▸ DATA RECORDS
++++++
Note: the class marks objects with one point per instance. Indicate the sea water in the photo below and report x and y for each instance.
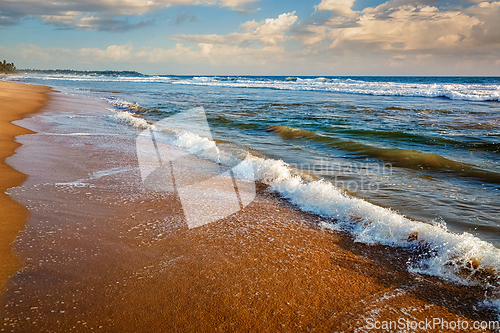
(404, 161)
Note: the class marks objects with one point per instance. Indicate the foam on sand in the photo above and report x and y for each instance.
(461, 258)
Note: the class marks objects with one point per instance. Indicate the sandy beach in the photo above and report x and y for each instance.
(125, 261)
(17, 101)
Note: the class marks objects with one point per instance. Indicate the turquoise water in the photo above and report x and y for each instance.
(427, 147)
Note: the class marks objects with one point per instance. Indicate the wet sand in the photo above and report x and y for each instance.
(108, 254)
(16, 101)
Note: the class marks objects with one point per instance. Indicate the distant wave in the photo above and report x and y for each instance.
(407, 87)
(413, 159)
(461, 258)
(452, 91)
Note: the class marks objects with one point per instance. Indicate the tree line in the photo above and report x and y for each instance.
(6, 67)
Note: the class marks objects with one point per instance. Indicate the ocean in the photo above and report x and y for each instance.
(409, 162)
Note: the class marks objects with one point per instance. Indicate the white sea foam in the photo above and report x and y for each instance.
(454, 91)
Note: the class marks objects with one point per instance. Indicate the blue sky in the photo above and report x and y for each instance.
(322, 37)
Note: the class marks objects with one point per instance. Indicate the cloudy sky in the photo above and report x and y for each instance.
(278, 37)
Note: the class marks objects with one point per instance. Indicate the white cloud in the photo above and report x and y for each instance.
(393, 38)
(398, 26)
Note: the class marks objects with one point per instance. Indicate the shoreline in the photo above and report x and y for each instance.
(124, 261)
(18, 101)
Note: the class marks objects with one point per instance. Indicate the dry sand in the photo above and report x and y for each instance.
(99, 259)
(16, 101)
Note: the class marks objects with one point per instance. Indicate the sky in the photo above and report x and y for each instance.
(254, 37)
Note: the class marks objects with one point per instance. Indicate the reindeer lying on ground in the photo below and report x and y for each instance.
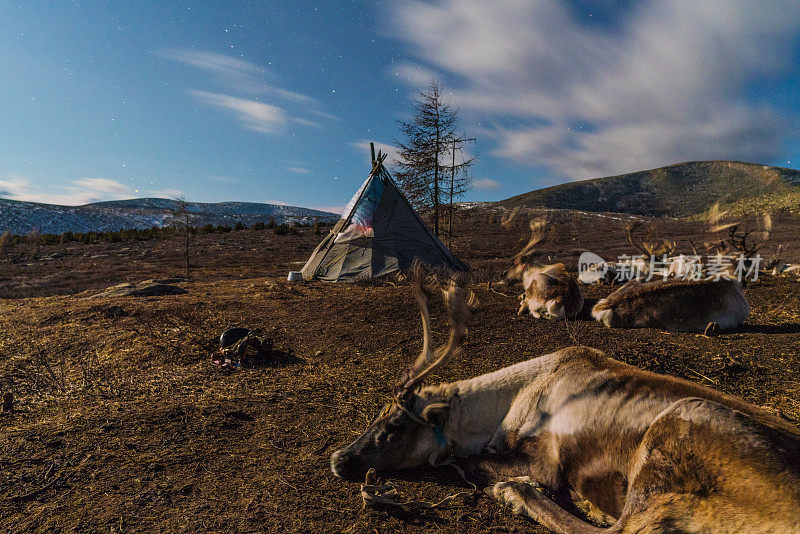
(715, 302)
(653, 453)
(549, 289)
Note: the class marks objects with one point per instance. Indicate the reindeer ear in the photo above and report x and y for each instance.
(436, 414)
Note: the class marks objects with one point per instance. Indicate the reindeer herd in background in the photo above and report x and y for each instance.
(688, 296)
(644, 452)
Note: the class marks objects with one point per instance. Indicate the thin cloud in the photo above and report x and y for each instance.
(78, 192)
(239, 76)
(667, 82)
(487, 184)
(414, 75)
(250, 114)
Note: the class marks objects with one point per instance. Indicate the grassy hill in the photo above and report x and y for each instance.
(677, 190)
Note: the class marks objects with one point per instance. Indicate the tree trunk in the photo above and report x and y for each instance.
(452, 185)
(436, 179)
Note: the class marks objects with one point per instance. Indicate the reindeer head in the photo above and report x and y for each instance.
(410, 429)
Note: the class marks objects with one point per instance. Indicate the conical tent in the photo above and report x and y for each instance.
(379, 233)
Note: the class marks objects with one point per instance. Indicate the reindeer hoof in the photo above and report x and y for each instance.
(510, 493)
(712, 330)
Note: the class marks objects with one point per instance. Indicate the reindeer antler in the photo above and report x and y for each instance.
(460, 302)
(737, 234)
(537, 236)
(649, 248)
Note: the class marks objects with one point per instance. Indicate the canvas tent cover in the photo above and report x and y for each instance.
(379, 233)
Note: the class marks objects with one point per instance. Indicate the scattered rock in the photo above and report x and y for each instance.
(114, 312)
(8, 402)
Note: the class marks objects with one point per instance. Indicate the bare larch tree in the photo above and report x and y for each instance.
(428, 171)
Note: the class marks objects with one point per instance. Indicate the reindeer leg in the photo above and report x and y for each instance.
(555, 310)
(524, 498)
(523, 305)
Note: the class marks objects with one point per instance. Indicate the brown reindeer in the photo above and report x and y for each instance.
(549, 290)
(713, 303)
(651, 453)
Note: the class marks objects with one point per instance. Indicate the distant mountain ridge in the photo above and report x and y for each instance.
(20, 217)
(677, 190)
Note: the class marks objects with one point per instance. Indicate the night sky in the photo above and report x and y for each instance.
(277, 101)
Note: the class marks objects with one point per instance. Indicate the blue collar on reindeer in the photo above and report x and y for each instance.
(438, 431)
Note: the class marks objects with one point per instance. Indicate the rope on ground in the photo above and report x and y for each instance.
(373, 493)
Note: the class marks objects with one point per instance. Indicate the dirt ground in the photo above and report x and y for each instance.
++++++
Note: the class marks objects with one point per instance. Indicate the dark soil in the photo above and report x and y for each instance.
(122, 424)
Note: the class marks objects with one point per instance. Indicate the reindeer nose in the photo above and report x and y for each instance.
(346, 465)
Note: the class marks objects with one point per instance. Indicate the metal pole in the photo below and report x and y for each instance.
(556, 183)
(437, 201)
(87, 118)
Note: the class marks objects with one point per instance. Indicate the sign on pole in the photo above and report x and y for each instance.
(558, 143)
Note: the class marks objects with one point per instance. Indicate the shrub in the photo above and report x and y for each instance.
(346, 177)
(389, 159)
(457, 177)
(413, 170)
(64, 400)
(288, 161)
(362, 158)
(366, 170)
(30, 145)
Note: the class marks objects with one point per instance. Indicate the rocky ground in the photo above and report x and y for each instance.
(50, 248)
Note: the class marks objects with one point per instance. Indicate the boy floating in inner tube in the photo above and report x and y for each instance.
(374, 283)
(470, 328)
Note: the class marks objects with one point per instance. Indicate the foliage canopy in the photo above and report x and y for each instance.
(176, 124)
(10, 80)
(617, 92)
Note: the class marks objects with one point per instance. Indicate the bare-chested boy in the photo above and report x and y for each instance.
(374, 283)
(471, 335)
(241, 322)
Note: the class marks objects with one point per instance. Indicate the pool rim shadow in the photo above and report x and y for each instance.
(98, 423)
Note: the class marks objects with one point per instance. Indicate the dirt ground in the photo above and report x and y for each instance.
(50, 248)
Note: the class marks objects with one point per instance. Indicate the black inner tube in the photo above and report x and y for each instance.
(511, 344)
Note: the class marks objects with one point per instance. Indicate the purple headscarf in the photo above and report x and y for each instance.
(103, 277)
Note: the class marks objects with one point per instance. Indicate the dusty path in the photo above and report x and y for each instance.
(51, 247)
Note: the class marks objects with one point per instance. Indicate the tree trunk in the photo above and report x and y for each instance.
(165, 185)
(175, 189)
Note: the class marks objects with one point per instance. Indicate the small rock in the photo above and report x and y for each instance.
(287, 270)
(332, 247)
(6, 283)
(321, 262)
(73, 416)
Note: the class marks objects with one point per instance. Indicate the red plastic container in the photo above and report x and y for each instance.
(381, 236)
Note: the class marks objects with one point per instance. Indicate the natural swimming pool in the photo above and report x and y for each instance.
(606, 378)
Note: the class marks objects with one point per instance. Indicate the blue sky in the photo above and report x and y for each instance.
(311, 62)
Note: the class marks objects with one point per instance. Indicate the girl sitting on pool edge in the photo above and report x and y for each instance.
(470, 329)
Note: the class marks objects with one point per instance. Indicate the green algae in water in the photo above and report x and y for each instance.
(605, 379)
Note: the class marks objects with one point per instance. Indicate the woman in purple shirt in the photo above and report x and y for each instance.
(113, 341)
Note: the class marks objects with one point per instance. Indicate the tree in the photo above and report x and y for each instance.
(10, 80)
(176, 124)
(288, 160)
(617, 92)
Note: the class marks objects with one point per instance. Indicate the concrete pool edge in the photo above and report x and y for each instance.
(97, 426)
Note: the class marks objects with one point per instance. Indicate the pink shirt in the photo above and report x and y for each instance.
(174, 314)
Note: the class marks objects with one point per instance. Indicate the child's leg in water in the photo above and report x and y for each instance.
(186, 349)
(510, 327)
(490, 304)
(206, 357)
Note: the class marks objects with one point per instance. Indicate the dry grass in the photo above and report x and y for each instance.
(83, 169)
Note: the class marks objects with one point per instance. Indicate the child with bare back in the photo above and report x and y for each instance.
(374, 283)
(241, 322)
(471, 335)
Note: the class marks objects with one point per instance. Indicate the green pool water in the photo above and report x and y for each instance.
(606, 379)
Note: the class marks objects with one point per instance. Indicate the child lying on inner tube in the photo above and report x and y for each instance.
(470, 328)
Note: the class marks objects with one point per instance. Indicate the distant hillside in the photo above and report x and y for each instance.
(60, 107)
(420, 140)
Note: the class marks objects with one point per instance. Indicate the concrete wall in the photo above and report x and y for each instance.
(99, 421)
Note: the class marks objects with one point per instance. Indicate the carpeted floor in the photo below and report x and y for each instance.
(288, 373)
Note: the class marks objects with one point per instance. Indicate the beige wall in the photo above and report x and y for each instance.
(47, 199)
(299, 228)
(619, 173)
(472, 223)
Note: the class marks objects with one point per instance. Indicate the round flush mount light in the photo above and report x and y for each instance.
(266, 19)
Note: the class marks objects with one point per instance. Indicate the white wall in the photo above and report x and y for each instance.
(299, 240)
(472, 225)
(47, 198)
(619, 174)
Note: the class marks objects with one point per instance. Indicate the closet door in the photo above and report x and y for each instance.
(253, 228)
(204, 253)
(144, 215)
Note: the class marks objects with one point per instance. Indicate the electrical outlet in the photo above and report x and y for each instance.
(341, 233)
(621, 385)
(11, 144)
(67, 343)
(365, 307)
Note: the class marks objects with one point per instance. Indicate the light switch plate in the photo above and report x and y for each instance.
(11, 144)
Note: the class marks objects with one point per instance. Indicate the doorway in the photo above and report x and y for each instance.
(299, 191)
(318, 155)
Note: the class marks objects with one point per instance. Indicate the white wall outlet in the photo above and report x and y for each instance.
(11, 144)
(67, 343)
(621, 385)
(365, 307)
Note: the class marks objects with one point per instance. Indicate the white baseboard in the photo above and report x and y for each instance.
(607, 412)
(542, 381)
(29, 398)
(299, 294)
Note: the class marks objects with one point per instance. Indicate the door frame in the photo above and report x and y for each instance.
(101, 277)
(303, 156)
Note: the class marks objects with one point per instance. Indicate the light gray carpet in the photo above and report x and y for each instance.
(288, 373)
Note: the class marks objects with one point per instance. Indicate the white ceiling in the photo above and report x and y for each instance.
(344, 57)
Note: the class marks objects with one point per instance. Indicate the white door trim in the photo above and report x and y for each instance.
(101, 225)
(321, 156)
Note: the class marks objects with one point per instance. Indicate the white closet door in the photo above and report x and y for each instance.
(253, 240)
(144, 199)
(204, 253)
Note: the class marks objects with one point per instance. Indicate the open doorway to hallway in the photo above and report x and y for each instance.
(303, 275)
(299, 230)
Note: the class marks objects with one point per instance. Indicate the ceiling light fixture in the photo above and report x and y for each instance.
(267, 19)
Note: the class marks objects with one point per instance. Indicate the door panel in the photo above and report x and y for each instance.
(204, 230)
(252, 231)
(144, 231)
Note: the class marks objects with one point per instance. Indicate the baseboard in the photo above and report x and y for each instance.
++++++
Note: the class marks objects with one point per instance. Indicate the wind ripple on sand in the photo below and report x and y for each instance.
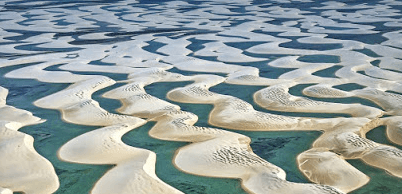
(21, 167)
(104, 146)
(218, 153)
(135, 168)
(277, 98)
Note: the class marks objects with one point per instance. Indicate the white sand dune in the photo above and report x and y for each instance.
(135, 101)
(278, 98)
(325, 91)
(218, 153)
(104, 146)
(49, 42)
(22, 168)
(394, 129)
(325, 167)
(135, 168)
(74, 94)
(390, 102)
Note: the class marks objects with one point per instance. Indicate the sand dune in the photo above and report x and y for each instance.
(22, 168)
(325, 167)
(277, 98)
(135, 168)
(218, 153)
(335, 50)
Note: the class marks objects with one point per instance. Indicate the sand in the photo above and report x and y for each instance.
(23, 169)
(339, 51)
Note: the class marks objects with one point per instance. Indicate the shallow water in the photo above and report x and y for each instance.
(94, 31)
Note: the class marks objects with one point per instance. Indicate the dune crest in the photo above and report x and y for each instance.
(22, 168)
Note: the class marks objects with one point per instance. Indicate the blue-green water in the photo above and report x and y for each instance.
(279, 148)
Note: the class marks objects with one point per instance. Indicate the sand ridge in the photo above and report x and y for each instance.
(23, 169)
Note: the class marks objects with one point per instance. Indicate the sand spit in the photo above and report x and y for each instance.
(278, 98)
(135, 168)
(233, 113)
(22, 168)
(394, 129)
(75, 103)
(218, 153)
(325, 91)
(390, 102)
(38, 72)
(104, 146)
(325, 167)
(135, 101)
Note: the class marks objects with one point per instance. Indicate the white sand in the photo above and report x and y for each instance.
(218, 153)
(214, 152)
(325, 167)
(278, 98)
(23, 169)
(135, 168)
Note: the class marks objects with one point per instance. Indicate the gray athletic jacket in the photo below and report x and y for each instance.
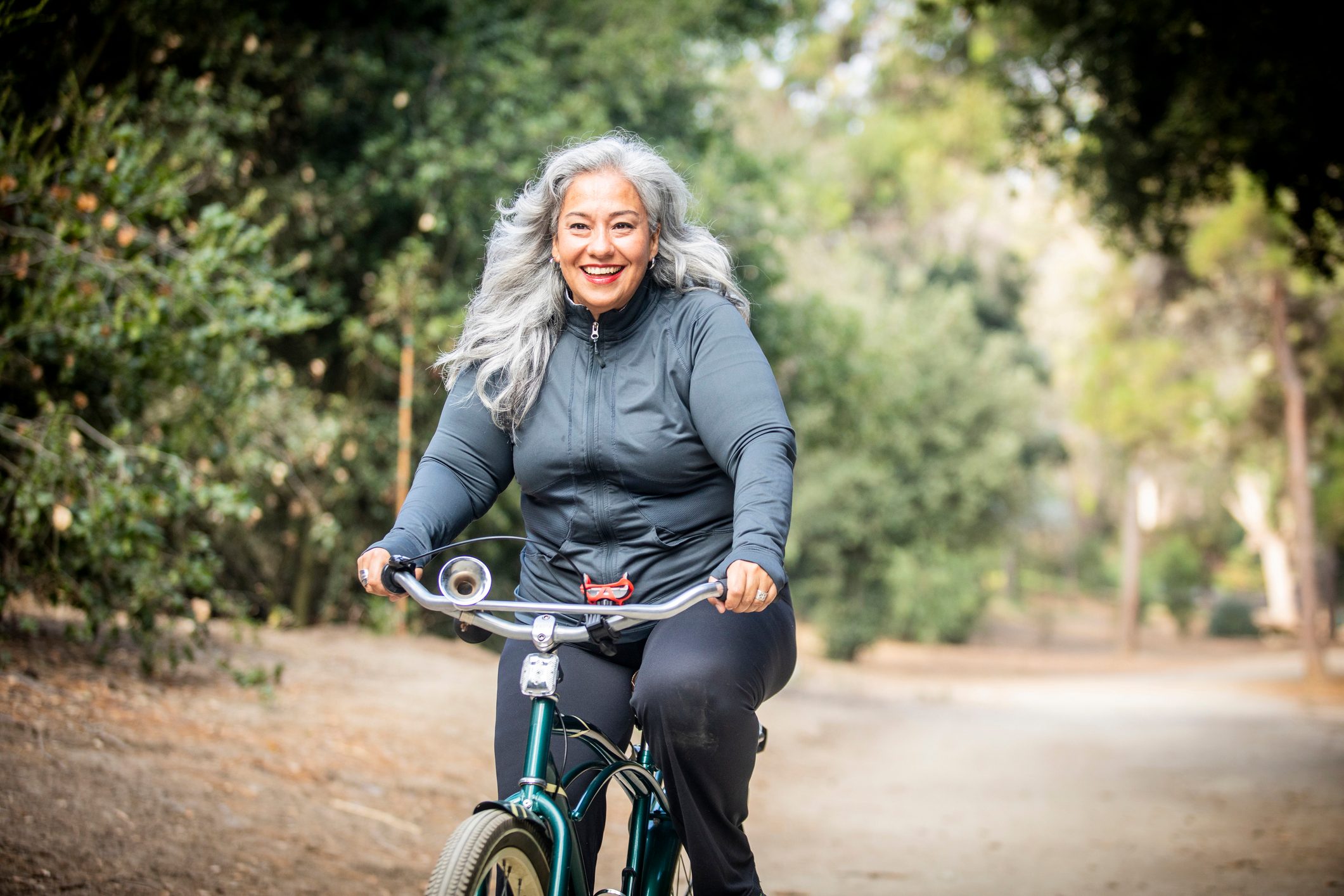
++++++
▸ TASK DIRECTIONS
Reproduce exactly the section above that begins at the line containing "Indicate the open" and ends at the line containing "Indicate the baseboard", leaving out all other lines.

▸ EXPECTED OUTPUT
Note: the class marks objects with one point per instance. Indicate the open doorway to hallway in the photo above and report x and y for each instance.
(303, 275)
(299, 230)
Note: the class marks objects with one point per instance. Indicate the ceiling light fixture in the photo above and report x and y for each instance.
(267, 19)
Note: the class marks objects with one point per instance. Indicate the door panel in the photo above and report x and y for each instance.
(204, 230)
(252, 231)
(144, 231)
Note: the class marks objects with one point per instance. Indicate the baseboard in the photo above and report x and y for each instance.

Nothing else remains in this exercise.